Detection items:

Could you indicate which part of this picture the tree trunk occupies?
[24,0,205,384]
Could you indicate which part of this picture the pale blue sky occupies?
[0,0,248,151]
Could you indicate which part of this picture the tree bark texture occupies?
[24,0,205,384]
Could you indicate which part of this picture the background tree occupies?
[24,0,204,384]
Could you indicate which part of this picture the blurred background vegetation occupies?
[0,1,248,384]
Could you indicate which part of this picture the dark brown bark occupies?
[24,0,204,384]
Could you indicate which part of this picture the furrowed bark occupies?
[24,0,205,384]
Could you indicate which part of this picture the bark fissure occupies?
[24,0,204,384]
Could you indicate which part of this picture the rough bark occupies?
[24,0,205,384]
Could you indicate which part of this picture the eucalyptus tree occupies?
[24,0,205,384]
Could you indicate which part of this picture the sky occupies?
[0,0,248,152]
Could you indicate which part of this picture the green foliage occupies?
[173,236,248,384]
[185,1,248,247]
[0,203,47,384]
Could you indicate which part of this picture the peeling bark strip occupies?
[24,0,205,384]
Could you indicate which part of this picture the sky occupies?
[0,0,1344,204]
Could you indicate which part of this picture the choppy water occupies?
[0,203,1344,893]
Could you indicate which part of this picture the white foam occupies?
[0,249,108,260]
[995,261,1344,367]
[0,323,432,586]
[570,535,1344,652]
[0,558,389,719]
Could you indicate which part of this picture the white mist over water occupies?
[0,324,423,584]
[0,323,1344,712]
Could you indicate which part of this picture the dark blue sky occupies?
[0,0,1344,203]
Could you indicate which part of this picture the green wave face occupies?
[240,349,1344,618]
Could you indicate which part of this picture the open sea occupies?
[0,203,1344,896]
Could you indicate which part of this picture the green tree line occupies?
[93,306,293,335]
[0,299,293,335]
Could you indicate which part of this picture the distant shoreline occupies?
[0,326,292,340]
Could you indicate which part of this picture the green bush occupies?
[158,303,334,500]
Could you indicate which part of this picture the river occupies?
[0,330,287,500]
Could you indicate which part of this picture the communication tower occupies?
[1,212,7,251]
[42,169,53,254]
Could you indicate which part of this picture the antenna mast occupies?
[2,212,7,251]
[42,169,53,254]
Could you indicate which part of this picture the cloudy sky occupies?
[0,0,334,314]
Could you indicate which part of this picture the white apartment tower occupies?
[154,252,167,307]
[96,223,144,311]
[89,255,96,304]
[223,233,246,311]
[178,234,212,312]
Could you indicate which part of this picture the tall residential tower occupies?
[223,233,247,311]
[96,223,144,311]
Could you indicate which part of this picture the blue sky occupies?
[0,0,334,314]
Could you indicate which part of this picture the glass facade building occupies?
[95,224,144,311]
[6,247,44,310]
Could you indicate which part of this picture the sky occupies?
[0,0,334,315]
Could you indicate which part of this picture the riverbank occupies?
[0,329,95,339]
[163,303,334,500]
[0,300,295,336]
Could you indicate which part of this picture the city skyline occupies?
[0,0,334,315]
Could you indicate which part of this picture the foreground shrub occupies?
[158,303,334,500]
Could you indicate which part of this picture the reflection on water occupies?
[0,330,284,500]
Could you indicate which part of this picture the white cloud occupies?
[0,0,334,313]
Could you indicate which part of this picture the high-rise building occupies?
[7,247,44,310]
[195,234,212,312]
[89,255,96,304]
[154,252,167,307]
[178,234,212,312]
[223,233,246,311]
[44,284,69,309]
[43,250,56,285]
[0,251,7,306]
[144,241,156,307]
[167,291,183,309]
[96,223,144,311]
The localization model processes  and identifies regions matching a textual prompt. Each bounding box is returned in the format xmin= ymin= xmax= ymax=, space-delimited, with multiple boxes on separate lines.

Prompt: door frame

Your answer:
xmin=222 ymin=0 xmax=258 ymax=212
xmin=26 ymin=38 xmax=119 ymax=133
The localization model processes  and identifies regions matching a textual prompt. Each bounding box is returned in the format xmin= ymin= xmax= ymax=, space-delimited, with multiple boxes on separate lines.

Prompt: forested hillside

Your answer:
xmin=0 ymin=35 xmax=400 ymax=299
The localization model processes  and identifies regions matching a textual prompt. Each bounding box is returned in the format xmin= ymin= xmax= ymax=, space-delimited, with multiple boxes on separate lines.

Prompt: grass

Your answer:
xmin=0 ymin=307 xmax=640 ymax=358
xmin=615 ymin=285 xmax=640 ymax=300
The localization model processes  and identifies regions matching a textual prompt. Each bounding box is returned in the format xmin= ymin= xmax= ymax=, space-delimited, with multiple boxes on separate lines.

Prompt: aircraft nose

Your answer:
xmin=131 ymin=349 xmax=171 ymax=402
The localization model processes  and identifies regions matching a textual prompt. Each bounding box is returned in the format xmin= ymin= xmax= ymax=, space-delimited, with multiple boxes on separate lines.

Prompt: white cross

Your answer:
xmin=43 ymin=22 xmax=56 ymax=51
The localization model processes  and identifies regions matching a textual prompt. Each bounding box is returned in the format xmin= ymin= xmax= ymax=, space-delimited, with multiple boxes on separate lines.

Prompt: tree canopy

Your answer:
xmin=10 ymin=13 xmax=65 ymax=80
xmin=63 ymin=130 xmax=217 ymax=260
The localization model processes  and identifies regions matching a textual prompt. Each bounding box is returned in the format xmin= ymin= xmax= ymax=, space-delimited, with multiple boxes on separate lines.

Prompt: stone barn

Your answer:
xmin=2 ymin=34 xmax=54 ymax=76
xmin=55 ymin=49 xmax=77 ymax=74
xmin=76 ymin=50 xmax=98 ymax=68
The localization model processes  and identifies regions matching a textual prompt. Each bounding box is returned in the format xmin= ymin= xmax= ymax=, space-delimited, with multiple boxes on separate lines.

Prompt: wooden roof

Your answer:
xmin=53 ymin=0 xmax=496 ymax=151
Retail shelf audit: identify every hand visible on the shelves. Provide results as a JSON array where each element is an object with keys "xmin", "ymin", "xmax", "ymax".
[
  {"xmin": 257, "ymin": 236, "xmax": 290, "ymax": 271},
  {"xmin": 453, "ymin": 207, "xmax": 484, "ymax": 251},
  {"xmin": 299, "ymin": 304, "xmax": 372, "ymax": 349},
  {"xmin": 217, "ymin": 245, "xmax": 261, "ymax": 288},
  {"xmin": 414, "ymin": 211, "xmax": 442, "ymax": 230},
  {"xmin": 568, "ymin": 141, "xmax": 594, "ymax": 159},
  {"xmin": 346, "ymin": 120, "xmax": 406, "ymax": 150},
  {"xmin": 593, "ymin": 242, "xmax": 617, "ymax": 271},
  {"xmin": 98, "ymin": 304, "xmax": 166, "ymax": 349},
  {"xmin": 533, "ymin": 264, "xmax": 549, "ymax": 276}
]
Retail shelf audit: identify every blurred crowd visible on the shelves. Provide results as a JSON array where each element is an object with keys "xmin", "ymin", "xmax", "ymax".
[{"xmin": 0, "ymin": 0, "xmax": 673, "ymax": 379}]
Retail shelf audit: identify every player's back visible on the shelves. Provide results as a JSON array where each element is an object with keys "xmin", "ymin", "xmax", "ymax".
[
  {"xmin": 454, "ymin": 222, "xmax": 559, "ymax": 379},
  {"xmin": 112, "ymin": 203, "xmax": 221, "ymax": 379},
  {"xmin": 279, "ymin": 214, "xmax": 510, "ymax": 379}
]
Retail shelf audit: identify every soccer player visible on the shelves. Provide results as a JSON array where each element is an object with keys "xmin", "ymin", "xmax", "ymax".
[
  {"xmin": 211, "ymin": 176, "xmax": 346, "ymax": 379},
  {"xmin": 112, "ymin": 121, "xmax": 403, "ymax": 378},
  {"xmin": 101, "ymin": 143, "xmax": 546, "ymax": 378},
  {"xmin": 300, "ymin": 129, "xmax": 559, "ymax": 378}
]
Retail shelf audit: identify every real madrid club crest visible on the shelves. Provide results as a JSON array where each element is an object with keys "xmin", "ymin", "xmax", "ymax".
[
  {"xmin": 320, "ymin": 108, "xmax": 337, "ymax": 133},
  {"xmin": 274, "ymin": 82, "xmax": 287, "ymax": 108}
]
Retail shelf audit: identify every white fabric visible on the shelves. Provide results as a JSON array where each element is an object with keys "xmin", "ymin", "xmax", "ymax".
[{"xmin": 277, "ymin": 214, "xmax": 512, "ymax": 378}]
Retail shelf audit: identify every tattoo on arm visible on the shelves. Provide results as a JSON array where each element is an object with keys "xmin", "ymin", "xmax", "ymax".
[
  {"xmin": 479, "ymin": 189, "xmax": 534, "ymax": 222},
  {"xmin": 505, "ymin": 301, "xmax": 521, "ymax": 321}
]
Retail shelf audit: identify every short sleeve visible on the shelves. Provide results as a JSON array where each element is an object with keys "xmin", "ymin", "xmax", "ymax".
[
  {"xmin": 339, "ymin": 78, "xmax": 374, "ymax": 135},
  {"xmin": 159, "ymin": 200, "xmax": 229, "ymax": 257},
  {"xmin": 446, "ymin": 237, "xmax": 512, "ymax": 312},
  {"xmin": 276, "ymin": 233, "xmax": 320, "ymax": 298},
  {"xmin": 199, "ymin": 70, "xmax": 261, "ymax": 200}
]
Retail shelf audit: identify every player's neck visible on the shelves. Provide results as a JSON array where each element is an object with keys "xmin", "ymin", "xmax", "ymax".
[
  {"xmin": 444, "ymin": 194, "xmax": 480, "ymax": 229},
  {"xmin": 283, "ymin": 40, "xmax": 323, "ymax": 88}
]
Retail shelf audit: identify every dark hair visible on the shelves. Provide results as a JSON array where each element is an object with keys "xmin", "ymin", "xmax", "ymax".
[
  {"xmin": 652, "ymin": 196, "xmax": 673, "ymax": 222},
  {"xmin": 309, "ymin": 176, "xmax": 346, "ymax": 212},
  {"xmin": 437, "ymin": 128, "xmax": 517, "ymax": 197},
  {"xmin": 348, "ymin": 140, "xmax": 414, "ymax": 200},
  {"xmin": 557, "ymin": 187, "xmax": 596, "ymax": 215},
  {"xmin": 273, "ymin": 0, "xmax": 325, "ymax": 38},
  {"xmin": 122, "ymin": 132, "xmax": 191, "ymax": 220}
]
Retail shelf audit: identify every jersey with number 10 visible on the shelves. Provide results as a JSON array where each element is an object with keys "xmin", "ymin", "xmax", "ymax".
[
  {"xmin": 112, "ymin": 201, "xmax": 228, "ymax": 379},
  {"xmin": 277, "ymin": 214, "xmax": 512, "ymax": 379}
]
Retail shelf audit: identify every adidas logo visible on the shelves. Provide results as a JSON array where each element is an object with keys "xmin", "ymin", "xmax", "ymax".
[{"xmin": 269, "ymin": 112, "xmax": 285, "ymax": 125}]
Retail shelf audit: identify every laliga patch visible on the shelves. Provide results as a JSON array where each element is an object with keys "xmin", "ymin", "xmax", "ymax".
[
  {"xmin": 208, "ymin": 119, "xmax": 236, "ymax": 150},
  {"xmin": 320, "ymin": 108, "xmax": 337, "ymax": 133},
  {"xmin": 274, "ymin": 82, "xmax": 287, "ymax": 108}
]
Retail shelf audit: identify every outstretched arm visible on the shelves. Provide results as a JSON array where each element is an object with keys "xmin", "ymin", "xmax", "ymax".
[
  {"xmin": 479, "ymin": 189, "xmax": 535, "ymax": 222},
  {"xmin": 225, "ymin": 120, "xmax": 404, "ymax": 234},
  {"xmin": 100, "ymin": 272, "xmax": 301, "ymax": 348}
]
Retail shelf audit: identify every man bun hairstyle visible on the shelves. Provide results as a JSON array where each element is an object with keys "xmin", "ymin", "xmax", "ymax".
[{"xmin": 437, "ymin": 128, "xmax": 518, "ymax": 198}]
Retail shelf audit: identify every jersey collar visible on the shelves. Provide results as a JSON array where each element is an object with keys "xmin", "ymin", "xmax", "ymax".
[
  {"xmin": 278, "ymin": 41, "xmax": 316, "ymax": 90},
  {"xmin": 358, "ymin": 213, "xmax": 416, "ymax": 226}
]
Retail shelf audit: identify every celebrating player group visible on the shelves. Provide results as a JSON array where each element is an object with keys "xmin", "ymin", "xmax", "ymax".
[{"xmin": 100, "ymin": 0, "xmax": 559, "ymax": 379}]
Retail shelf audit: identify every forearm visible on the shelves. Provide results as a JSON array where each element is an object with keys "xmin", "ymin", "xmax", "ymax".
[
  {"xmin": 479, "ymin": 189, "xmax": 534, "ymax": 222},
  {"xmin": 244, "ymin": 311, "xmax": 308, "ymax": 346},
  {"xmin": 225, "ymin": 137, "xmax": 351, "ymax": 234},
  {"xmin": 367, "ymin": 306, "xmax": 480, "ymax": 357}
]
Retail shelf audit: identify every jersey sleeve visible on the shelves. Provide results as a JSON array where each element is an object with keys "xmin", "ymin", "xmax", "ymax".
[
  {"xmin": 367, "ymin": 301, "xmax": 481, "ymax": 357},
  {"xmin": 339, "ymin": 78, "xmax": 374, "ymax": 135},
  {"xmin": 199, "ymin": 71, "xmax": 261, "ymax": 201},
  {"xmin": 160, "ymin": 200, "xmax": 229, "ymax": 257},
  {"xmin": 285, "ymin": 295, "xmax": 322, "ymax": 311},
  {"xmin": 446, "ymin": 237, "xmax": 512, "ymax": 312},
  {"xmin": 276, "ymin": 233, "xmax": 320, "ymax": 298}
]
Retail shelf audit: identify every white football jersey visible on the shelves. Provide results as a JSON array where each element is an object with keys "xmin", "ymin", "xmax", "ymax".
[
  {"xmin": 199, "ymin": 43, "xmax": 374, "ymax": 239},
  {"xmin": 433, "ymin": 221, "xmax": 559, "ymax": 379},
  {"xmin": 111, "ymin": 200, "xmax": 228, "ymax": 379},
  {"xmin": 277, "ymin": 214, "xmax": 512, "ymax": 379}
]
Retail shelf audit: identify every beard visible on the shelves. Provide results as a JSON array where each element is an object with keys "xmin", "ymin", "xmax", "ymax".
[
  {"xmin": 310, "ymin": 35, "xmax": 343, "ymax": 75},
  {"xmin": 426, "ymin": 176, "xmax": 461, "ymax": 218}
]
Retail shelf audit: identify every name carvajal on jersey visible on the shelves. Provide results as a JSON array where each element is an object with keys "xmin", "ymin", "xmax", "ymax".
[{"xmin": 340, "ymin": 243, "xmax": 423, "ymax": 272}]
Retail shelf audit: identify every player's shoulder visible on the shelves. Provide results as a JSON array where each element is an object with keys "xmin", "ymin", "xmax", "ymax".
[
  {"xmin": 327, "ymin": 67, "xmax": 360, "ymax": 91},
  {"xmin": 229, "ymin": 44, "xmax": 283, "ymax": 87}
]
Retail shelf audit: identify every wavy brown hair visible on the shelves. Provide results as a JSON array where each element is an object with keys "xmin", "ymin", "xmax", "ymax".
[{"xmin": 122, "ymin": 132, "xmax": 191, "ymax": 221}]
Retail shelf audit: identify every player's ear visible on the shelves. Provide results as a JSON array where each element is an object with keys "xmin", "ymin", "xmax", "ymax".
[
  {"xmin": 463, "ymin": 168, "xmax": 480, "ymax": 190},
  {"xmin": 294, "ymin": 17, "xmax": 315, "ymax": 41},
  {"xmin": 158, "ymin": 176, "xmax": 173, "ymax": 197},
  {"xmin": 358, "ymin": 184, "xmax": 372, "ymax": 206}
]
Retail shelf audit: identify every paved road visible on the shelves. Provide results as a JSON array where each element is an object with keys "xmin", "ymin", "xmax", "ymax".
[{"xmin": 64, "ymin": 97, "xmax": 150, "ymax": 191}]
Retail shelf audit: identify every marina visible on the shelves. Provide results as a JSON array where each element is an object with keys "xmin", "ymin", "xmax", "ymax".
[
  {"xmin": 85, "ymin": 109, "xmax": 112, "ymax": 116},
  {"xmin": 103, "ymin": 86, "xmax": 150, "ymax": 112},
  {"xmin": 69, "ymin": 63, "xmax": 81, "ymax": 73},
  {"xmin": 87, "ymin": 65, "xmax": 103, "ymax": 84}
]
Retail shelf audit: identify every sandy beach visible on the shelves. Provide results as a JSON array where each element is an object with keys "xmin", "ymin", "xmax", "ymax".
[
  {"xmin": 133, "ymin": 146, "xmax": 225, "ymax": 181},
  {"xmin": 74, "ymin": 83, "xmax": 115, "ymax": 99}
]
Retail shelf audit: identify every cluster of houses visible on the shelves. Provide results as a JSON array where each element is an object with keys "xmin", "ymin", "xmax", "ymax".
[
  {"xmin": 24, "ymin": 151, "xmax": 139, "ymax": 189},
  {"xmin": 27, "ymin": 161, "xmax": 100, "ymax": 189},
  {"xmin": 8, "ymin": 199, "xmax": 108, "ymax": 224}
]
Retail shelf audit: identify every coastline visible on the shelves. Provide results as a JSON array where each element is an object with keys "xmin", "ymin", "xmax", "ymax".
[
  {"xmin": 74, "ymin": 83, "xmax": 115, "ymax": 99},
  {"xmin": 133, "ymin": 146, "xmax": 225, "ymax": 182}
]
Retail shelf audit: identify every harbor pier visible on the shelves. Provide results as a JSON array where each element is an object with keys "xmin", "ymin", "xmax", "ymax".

Instruction | Turn the stretch of items from the line containing "Could you indicate which part of this picture the background" through the line containing "[0,1,248,384]" into a numbered list, leaving out any blank lines.

Reply |
1. Could you indicate which part of this picture the background tree occupies?
2. [24,0,204,384]
3. Could you indicate which part of this picture the blurred background vegetation occupies?
4. [0,1,248,384]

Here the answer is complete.